*Do this*: Retype the material that follows, keeping every word as it is.

*Exercise material*:
§ §

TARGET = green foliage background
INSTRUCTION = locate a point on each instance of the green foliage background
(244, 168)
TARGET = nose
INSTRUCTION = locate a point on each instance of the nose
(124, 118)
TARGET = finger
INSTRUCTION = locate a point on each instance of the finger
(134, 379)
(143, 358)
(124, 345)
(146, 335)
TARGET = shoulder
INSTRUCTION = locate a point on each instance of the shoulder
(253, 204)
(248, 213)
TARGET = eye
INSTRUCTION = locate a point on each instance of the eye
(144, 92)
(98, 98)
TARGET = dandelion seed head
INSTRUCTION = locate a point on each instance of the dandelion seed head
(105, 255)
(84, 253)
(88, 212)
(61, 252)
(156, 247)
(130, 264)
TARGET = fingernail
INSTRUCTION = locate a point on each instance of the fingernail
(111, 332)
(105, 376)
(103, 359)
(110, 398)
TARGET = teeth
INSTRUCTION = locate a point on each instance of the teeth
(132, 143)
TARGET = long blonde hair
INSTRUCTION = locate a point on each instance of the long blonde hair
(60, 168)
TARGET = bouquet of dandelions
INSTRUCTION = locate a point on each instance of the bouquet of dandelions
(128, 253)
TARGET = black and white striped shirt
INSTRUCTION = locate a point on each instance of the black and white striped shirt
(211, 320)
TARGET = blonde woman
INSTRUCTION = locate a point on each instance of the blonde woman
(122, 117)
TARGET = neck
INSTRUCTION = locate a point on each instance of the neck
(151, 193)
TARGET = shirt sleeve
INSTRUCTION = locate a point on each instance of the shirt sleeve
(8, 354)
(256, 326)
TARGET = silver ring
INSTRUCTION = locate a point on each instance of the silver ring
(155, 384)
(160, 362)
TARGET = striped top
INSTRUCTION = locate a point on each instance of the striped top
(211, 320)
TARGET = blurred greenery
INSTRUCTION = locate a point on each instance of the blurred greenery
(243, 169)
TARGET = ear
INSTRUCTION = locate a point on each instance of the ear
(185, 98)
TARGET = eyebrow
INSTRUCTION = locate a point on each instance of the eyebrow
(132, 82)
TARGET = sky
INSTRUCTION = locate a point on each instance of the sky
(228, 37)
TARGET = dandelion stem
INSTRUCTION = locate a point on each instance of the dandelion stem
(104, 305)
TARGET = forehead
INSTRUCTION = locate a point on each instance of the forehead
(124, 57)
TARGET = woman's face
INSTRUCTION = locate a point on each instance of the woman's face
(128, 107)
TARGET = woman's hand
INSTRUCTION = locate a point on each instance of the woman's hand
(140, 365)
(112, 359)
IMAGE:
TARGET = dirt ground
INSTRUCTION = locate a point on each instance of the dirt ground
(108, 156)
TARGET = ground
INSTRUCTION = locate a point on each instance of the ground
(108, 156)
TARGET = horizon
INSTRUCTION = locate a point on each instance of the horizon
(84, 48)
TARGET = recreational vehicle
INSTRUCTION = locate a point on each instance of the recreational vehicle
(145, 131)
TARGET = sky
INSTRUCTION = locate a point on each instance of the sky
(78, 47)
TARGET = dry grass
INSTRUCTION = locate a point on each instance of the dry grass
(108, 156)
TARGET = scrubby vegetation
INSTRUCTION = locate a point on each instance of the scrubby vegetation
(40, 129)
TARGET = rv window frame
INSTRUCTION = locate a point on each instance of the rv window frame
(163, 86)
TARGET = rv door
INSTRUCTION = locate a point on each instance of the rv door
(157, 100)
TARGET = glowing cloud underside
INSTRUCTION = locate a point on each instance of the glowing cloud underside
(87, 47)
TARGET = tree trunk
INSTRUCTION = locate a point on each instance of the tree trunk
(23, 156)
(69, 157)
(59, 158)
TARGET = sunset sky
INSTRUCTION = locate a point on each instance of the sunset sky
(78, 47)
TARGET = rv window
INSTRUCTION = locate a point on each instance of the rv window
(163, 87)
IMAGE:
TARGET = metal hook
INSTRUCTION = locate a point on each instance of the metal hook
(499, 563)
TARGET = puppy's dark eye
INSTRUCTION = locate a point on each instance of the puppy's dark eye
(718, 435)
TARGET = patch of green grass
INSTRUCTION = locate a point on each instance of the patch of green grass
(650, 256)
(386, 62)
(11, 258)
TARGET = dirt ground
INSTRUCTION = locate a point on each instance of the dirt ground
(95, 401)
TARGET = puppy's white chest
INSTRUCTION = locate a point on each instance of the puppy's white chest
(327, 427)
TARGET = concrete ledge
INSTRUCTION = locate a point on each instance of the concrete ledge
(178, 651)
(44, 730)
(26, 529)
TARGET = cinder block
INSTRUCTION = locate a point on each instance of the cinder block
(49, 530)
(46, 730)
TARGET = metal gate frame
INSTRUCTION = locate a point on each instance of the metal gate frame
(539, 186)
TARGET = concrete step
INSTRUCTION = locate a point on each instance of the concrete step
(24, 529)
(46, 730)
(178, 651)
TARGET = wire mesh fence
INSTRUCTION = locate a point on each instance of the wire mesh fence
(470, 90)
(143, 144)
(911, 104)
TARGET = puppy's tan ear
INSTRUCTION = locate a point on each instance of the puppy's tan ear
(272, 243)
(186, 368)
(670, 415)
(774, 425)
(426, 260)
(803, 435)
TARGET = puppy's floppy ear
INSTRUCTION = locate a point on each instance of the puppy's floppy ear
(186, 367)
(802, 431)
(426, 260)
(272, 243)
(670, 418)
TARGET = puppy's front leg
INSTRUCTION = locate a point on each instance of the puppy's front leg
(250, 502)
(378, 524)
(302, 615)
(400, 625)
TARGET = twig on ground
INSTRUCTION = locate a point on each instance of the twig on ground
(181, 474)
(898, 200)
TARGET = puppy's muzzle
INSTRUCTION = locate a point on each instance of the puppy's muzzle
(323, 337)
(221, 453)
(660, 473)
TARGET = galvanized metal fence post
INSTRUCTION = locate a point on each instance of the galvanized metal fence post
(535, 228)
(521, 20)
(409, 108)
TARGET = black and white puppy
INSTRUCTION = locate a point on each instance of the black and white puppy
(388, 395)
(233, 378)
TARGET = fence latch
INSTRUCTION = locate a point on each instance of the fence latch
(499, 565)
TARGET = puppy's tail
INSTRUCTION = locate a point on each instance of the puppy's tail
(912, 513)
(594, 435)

§ §

*Solved problem*:
TARGET = green foliage background
INSTRUCTION = locate a point on each instance of the green foliage background
(244, 168)
TARGET = nose
INSTRUCTION = locate a point on each instance of the nose
(124, 118)
TARGET = finger
INSTRUCTION = locate a point on each instance of the finger
(134, 379)
(143, 358)
(124, 345)
(146, 335)
TARGET = shoulder
INSTRUCTION = locate a point on each instance of the shoulder
(253, 204)
(248, 213)
TARGET = eye
INSTRUCTION = locate a point on each instance of the eye
(144, 92)
(98, 98)
TARGET = dandelion seed head
INSTRUCTION = locate a point on each instance of the dandelion seed head
(105, 255)
(84, 253)
(88, 212)
(61, 252)
(156, 247)
(130, 264)
TARGET = fingernail
INSTRUCTION = locate a point on each instance of the fingernail
(111, 332)
(105, 376)
(103, 359)
(110, 398)
TARGET = teeth
INSTRUCTION = locate a point on each instance of the teeth
(132, 143)
TARGET = long blonde hair
INSTRUCTION = locate a point on each instance of the long blonde hair
(60, 168)
TARGET = bouquet of dandelions
INSTRUCTION = locate a point on each instance of the bouquet of dandelions
(128, 253)
TARGET = black and white striped shirt
INSTRUCTION = locate a point on each instance of the black and white striped shirt
(211, 320)
TARGET = blonde woman
INSTRUCTION = locate a point on each instance of the blonde woman
(122, 117)
TARGET = neck
INSTRUCTION = locate a point on each instance of the neck
(151, 193)
TARGET = shirt sleeve
INSTRUCTION = locate a point on each instance of the shirt sleeve
(8, 354)
(256, 326)
TARGET = silver ring
INSTRUCTION = locate a point on each instance of the silver ring
(155, 384)
(160, 362)
TARGET = striped top
INSTRUCTION = locate a point on each instance of the striped top
(211, 320)
TARGET = blurred greenery
INSTRUCTION = locate a point on each instance of the blurred greenery
(243, 169)
TARGET = ear
INSTRUCTION = locate a point on each instance of the ear
(185, 98)
TARGET = eyebrow
INSTRUCTION = locate a point on each instance of the eyebrow
(132, 82)
TARGET = sky
INSTRUCTION = locate a point on each instance of the sky
(228, 37)
TARGET = dandelion stem
INSTRUCTION = locate a point on each instance of the dandelion stem
(104, 305)
TARGET = forehead
INSTRUCTION = locate a point on each instance of the forehead
(124, 57)
TARGET = woman's face
INSTRUCTION = locate a point on each instance of the woman's face
(128, 107)
TARGET = woman's hand
INSTRUCTION = locate a point on each instance of the woman's hand
(140, 365)
(112, 359)
IMAGE:
TARGET = dirt ground
INSTRUCTION = locate a point on each instance of the dirt ground
(108, 156)
TARGET = ground
INSTRUCTION = locate a point on each instance of the ground
(108, 156)
TARGET = horizon
INSTRUCTION = locate a point on each instance of the horizon
(84, 48)
TARGET = recreational vehicle
INSTRUCTION = locate a point on each instance of the recreational vehicle
(145, 131)
TARGET = sky
INSTRUCTION = locate a point on each instance of the sky
(78, 47)
TARGET = dry grass
INSTRUCTION = locate a point on each instance of the dry grass
(108, 156)
TARGET = scrubby vegetation
INSTRUCTION = locate a point on each instance of the scrubby vegetation
(40, 129)
TARGET = rv window frame
INSTRUCTION = locate a point on each instance of the rv window frame
(163, 86)
TARGET = rv door
INSTRUCTION = locate a point on each instance of the rv door
(157, 100)
TARGET = glowing cloud underside
INSTRUCTION = locate a point on each instance of the glowing cloud underside
(87, 47)
TARGET = tree trunk
INSTRUCTION = locate a point on each instance of the tree trunk
(23, 156)
(69, 157)
(59, 158)
TARGET = sunset sky
INSTRUCTION = locate a point on each instance of the sunset sky
(78, 47)
TARGET = rv window
INSTRUCTION = locate a point on each instance of the rv window
(163, 87)
IMAGE:
TARGET = metal hook
INSTRUCTION = locate a point on each instance of the metal hook
(499, 563)
TARGET = puppy's dark eye
INSTRUCTION = locate a point on each instance of the puppy's dark eye
(718, 435)
TARGET = patch of green grass
INSTRUCTION = locate a point on each instance of the patch of green grass
(650, 256)
(386, 62)
(11, 258)
TARGET = dirt ground
INSTRUCTION = locate a point on each instance of the dirt ground
(95, 401)
TARGET = puppy's white chest
INSTRUCTION = locate a point on each instance of the puppy's white chest
(327, 427)
TARGET = concrete ledge
INSTRUCTION = locate a point on each instance of the concrete ledge
(178, 651)
(44, 730)
(26, 529)
TARGET = cinder block
INSTRUCTION = locate a point on each instance of the cinder block
(49, 530)
(46, 730)
TARGET = metal gate frame
INSTRUCTION = locate a point on each instance of the metal gate frame
(539, 186)
TARGET = concrete step
INSTRUCTION = locate a point on each instance of the concrete step
(24, 529)
(46, 730)
(178, 651)
TARGET = wire mesh fence
INSTRUCTION = locate a point on each instance of the wire mesh fence
(470, 90)
(143, 144)
(911, 104)
TARGET = puppy's tan ear
INSTRUCTION = locate a point on each instance of the puppy's tan ear
(272, 243)
(186, 368)
(670, 415)
(774, 425)
(426, 260)
(803, 435)
TARGET = puppy's floppy ear
INSTRUCTION = locate a point on each instance of the puppy's floppy ear
(186, 367)
(802, 431)
(426, 260)
(272, 243)
(670, 418)
TARGET = puppy's front leg
INSTRUCTION = locate a point on each instance of the puppy's front leg
(250, 502)
(378, 524)
(302, 615)
(400, 625)
TARGET = twig on ground
INSTRUCTION = locate a point on each instance of the twig on ground
(181, 474)
(898, 200)
TARGET = puppy's muzzle
INSTRUCTION = locate a point on each instance of the puppy's muzzle
(323, 337)
(221, 453)
(660, 473)
TARGET = galvanized metal fence post
INSTRUCTION = locate a point on each instance of the galvanized metal fence post
(535, 228)
(521, 20)
(409, 108)
TARGET = black and white puppy
INSTRUCTION = locate a point on each instance of the black and white puppy
(388, 395)
(233, 378)
TARGET = fence latch
INSTRUCTION = locate a point on each instance of the fence latch
(499, 565)
TARGET = puppy's tail
INSTRUCTION = locate a point on each instance of the puppy's tail
(912, 513)
(594, 435)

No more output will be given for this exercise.